**EXERCISE:** Copy verbatim the passage of the GoPro Hero3 Black post below, starting with "Diagonal: 146" and going on through "can figure out...".

**DOCUMENT SECTION:**
---------------

Sunday, December 16, 2012

GoPro Hero3 Black Multi-Camera Timing

In the previous post, I explored the field-of-view of a GoPro Hero3 Black camera.  In this post, I explore the timing of two cameras, both paired with the same remote.  I set the cameras to 848x480 240Hz video, pointed them at a kitchen timer that has an LED blink once per second, and recorded.  Here are four images from each camera, composed together so you can see how the timing varies:



So, accurate to within 2 frames at 240 Hz - only about 8 milliseconds or so of difference.  Should be good enough for my purposes.  The bigger concern is the color shift apparent between them.  Note that the bottom image seems a little more saturated than the top.  Probably correctable, but annoying.

GoPro Hero3 Black Field of View

I got two GoPro Hero3 Black cameras and am planning a panoramic project with them.  However, to do the project correctly and accurately, I need a good read on their field-of-view.  So, I set up a tripod and a grid and a tape measure, and took a few photos.  Here they are, desaturated and contrast-enhanced, with central red dots and some annotations.  First, measuring the diagonal FOV:


Next, the horizontal FOV:


Finally, the vertical FOV:


The front of the camera lens was almost exactly 17 inches from the grid.  The camera body started about 17.25 inches from the grid.  Assuming the sensor is embedded some distance into the body, I used an estimated field-to-sensor distance of 17.5 inches.  This yields the following field-of-view, in degrees:

Diagonal: 146
Horizontal: 121
Vertical: 93

Doing a little interval math on the field-to-sensor distance shows these angles are accurate to about plus or minus 1.5 degrees.

Interestingly, Photoshop seems unable to correct the barrel distortion of the GoPro's built-in lens.  The EXIF information says it is a 2.77mm f/2.8.  I suspect it is some sort of a non-linear distortion (i.e. stronger toward the corners than in the middle).  I'll do a little math and see what I can figure out...

Edit - Dec 29 2012
I wrote a program to account for the spherical projection the lens uses.  It is a very straightforward projection, and works out to a horizontal field-of-view of roughly 114 degrees (i.e. a little smaller than I calculated, probably due to the difficulty of reading the tape measure numbers as they get squished toward the edge).  Basically, you can reproject the pixels to a flat plane by scaling the distance of each pixel from the center of the image proportional to the atan of that distance, divided by the constant which comes out to half the horizontal field-of-view:

r = atan(r) * (180 / (WIDTH_HALF_ANGLE*M_PI)) * (w/2);

Using this correction, here is the diagonal FOV image, reprojected:


The keystoning of the sewing board is due to the fact that the camera was not facing directly perpendicular to it, so there is a perspective distortion.  Two things show that this is the correct projection:

1. The left and right edges of the sewing board, reasonably straight in reality, are straight in this image
2. The tape measure is a consistent width across the entire image.

Edit 2 - Mar 28, 2013
To make it absolutely clear how I did this, here is a code fragment from the C program I hacked together for this.  Strictly point-sampled (no interpolation) but good enough to demonstrate the math.

---------------

**GIVEN DATA:**

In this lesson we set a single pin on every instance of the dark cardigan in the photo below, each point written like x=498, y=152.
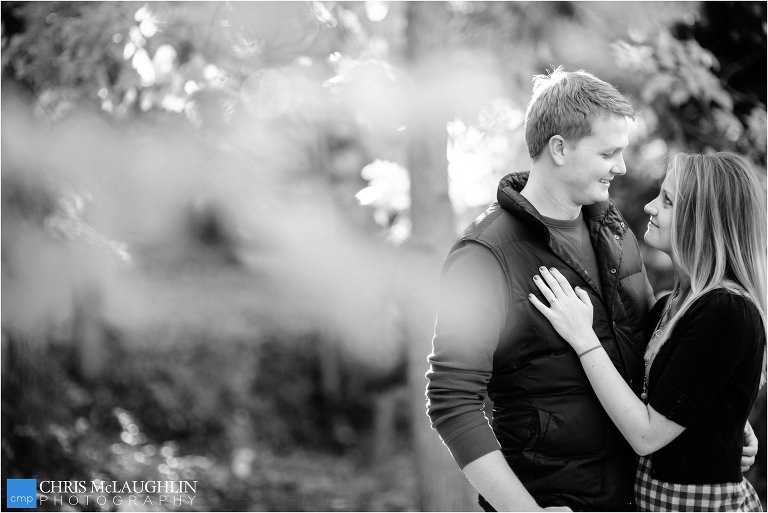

---------------

**TASK ANSWER:**
Diagonal: 146
Horizontal: 121
Vertical: 93

Doing a little interval math on the field-to-sensor distance shows these angles are accurate to about plus or minus 1.5 degrees.

Interestingly, Photoshop seems unable to correct the barrel distortion of the GoPro's built-in lens.  The EXIF information says it is a 2.77mm f/2.8.  I suspect it is some sort of a non-linear distortion (i.e. stronger toward the corners than in the middle).  I'll do a little math and see what I can figure out...